━━ TEXT SHOWN ━━
Re: a little parsing challenge ☺

Xah Lee xahlee at gmail.com
Tue Jul 19 14:12:42 EDT 2011


On Jul 19, 10:33 am, Billy Mays
<81282ed9a88799d21e77957df2d84bd6514d9... at myhashismyemail.com> wrote:
> On 07/19/2011 01:14 PM,XahLee wrote:
>
> > I added other unicode brackets to your list of brackets, but it seems
> > your code still fail to catch a file that has mismatched curly quotes.
> > (e.g.http://xahlee.org/p/time_machine/tm-ch04.html )
>
> > LOL Billy.
>
> >  Xah
>
> I suspect its due to the file mode being opened with 'rb' mode.  Also,
> the diction of characters at the top, the closing token is the key,
> while the opening one is the value.  Not sure if thats obvious.
>
> Also returning the position of the first mismatched pair is somewhat
> ambiguous.  File systems store files as streams of octets (mine do
> anyways) rather than as characters.  When you ask for the position of
> the the first mismatched pair, do you mean the position as per
> file.tell() or do you mean the nth character in the utf-8 stream?
━━━
━━ DATA SUPPLIED ━━
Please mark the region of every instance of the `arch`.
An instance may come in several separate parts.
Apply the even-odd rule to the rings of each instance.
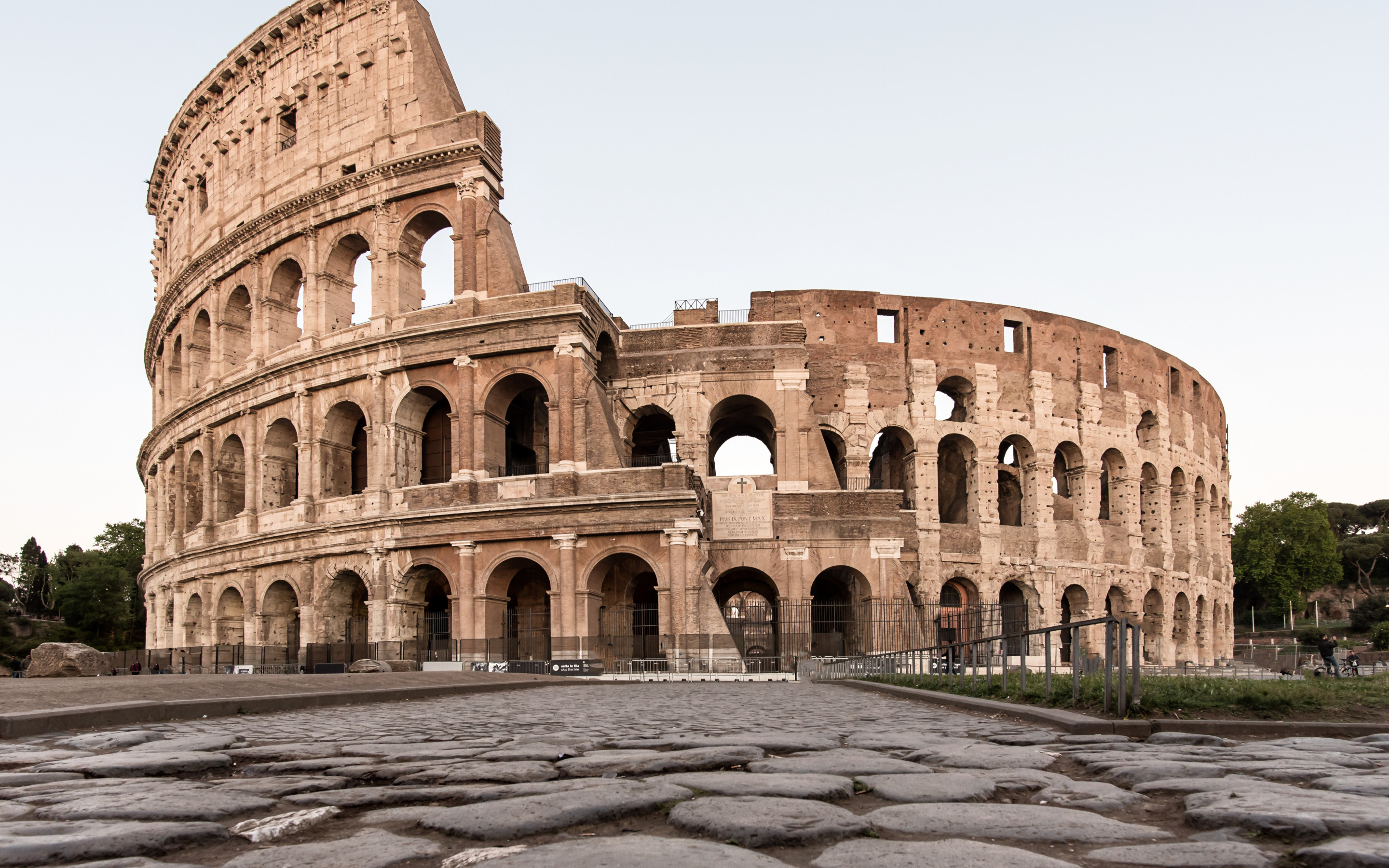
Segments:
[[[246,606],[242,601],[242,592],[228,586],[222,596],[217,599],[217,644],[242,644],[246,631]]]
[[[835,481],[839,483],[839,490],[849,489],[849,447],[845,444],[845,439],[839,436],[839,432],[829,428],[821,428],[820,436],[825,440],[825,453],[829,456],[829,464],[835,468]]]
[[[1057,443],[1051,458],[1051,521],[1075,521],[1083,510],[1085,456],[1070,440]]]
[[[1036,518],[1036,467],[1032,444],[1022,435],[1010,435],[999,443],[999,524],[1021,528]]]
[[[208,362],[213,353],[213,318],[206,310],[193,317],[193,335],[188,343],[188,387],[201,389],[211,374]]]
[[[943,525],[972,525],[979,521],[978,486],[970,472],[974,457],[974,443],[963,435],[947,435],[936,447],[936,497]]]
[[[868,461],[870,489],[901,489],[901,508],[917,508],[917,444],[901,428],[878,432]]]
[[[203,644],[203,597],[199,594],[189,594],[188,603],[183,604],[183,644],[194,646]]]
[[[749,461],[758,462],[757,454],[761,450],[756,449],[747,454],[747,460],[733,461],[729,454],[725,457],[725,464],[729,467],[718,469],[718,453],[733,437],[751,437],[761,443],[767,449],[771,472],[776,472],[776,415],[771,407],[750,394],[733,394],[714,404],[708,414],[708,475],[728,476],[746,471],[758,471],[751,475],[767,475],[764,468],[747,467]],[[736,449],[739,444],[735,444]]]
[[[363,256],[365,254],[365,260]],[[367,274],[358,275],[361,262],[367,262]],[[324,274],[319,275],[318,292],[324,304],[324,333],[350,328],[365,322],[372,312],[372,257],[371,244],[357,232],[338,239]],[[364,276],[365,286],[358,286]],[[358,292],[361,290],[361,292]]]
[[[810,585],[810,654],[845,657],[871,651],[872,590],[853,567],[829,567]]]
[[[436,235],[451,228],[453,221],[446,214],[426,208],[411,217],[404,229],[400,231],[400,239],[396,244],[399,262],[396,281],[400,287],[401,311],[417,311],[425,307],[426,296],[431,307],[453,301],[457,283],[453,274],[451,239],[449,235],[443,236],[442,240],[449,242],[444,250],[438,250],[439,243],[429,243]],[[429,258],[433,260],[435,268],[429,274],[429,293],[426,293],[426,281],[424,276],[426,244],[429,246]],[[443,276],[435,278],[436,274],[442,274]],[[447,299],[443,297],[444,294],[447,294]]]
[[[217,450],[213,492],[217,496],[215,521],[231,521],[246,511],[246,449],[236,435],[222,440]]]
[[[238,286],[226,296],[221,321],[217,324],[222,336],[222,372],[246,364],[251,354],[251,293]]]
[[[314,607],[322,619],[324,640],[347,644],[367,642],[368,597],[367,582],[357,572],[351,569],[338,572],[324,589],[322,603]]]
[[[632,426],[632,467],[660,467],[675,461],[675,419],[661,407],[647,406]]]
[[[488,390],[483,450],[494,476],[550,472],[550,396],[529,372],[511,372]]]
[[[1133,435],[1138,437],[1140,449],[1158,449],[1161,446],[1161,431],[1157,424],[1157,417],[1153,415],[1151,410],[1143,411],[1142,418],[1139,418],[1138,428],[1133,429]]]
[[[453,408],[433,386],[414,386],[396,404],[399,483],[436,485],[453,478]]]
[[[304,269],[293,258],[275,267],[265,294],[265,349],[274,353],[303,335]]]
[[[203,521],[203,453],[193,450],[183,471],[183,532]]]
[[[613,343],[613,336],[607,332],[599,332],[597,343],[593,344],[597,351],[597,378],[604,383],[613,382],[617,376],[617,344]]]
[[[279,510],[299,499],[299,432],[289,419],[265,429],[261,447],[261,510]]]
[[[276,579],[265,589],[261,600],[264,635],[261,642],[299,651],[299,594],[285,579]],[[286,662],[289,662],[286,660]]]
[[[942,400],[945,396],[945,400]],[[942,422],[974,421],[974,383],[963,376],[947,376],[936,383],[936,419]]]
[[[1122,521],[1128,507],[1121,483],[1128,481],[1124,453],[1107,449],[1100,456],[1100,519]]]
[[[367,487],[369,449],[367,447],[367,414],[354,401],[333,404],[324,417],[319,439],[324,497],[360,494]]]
━━━
━━ DATA SUPPLIED ━━
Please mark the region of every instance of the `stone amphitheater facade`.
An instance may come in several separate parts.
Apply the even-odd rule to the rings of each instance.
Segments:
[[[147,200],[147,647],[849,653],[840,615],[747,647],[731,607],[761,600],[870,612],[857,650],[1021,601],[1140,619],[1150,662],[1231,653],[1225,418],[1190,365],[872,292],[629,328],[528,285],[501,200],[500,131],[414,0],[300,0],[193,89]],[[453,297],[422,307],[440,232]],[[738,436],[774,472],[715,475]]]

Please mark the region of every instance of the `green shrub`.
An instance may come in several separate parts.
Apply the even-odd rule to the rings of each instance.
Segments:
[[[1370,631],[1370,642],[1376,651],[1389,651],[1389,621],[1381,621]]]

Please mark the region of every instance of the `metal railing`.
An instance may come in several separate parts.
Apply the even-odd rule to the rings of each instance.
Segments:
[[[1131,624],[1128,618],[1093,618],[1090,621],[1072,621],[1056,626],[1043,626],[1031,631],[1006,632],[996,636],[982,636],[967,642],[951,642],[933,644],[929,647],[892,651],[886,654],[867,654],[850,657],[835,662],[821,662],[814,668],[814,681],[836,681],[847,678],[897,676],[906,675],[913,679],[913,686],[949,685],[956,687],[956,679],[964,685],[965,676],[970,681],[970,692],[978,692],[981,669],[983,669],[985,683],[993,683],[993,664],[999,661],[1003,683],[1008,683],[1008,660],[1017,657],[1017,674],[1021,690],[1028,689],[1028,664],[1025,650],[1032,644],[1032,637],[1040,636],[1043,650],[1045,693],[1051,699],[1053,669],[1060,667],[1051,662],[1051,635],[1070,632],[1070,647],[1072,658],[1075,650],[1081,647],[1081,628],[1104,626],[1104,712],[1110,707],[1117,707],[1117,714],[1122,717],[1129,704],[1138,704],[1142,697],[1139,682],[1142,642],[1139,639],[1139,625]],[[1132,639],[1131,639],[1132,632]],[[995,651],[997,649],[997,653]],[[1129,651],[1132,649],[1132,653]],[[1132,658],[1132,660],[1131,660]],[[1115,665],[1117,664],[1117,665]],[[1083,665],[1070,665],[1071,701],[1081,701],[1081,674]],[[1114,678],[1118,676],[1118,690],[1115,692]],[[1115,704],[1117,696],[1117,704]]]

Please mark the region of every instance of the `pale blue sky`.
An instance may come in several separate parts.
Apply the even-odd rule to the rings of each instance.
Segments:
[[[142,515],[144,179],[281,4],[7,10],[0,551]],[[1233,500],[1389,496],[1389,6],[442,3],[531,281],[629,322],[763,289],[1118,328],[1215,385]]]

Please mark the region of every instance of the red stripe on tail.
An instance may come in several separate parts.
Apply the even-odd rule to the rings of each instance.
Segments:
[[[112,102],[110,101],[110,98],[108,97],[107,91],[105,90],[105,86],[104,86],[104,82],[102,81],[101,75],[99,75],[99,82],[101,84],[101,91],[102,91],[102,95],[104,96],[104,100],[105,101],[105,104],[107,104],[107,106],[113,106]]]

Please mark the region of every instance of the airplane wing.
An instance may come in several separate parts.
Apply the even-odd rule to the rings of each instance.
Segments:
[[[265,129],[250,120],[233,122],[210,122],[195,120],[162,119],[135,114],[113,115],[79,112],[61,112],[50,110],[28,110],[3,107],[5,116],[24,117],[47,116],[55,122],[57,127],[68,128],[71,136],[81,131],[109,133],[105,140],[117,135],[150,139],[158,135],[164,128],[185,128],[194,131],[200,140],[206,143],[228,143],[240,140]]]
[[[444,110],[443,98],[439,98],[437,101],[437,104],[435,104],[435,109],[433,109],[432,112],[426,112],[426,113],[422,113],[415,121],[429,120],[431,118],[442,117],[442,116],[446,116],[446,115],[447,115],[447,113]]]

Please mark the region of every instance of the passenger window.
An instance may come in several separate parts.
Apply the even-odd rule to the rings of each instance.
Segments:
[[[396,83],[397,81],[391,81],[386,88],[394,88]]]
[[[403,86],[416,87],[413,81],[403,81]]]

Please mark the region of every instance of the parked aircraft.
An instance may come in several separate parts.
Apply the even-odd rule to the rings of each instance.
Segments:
━━━
- [GOAL]: Continue the mailing-list reply about the bracket-matching parsing challenge, starting after its last sentence.

- [OUTPUT OF THE EXERCISE]:
>
> Also, you may have answered this earlier but I'll ask again anyways: You
> ask for the first mismatched pair, Are you referring to the inner most
> mismatched, or the outermost?  For example, suppose you have this file:
>
> foo[(])bar
>
> Would the "(" be the first mismatched character or would the "]"?

yes i haven't been precise. Thanks for brining it up.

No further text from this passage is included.